▸ **Task description**: Reproduce the whole listing below line for line, with no changes.

▸ **Records supplied**:
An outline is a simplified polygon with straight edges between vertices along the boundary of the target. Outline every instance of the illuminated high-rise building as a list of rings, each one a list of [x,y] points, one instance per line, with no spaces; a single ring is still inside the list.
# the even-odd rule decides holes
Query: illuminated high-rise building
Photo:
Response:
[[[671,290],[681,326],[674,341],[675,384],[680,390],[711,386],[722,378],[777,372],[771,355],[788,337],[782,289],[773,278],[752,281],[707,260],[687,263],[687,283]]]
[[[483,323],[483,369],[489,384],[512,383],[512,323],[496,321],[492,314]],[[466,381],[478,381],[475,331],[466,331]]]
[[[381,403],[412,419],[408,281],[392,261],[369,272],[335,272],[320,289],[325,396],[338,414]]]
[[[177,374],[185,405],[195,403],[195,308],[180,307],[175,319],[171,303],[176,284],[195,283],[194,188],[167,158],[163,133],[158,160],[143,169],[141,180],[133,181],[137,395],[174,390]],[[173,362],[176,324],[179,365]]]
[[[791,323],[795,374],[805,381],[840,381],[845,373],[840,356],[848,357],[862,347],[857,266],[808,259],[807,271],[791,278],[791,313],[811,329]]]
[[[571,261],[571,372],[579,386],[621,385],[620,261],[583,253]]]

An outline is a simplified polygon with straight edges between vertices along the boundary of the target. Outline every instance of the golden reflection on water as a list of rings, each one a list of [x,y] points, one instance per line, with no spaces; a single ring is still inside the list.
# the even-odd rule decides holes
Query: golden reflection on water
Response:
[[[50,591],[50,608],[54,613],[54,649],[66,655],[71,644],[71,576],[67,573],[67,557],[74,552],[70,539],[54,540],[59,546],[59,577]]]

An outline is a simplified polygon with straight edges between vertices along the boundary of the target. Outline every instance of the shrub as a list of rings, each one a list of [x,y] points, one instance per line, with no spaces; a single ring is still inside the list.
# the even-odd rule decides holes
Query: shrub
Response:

▸ **Solution to this exercise**:
An outline is a simplified polygon with straight edges between vertices along the boundary of the target. Outline every instance of the illuminated high-rise building as a list of rings, each one a list of [x,y] points, one instance per line, with no spaces; a single ring is still inside the list.
# the even-odd rule decides holes
Query: illuminated high-rise building
Photo:
Response:
[[[671,290],[681,326],[674,341],[675,384],[680,390],[711,386],[722,378],[777,372],[771,355],[788,337],[782,289],[773,278],[752,281],[707,260],[687,263],[687,283]]]
[[[483,323],[483,369],[489,384],[512,383],[512,323],[496,321],[492,314]],[[466,381],[478,381],[475,331],[466,331]]]
[[[381,403],[412,419],[408,281],[392,261],[369,272],[335,272],[320,289],[325,396],[338,414]]]
[[[177,374],[185,405],[195,403],[195,308],[180,307],[175,319],[171,303],[176,284],[195,283],[194,188],[167,158],[163,133],[158,160],[143,169],[141,180],[133,181],[137,395],[174,390]],[[173,362],[176,324],[179,365]]]
[[[791,323],[795,374],[805,381],[840,381],[845,373],[840,356],[848,357],[862,347],[857,266],[808,259],[807,271],[791,278],[791,313],[811,329]]]
[[[571,261],[571,372],[579,386],[621,385],[620,261],[583,253]]]

An outline is a simplified polygon with straight edges between vertices along the boundary of the target. Outline every instance of the golden reflection on water as a list of rings, each one a list of [x,y] points, one instance per line, with no spaces; a single ring is still inside the list.
# the even-odd rule decides holes
Query: golden reflection on water
Response:
[[[50,591],[50,608],[54,613],[54,649],[66,655],[71,644],[71,576],[67,573],[67,557],[74,552],[70,539],[54,540],[59,546],[59,577]]]

An outline is a simplified polygon with straight edges between vertices along the boundary of the target. Outline every instance of the shrub as a list of rings, each one a list of [x,y] points, one instance per line, with no spaces; a single ring is still inside the list.
# the even-odd rule decides holes
Query: shrub
Response:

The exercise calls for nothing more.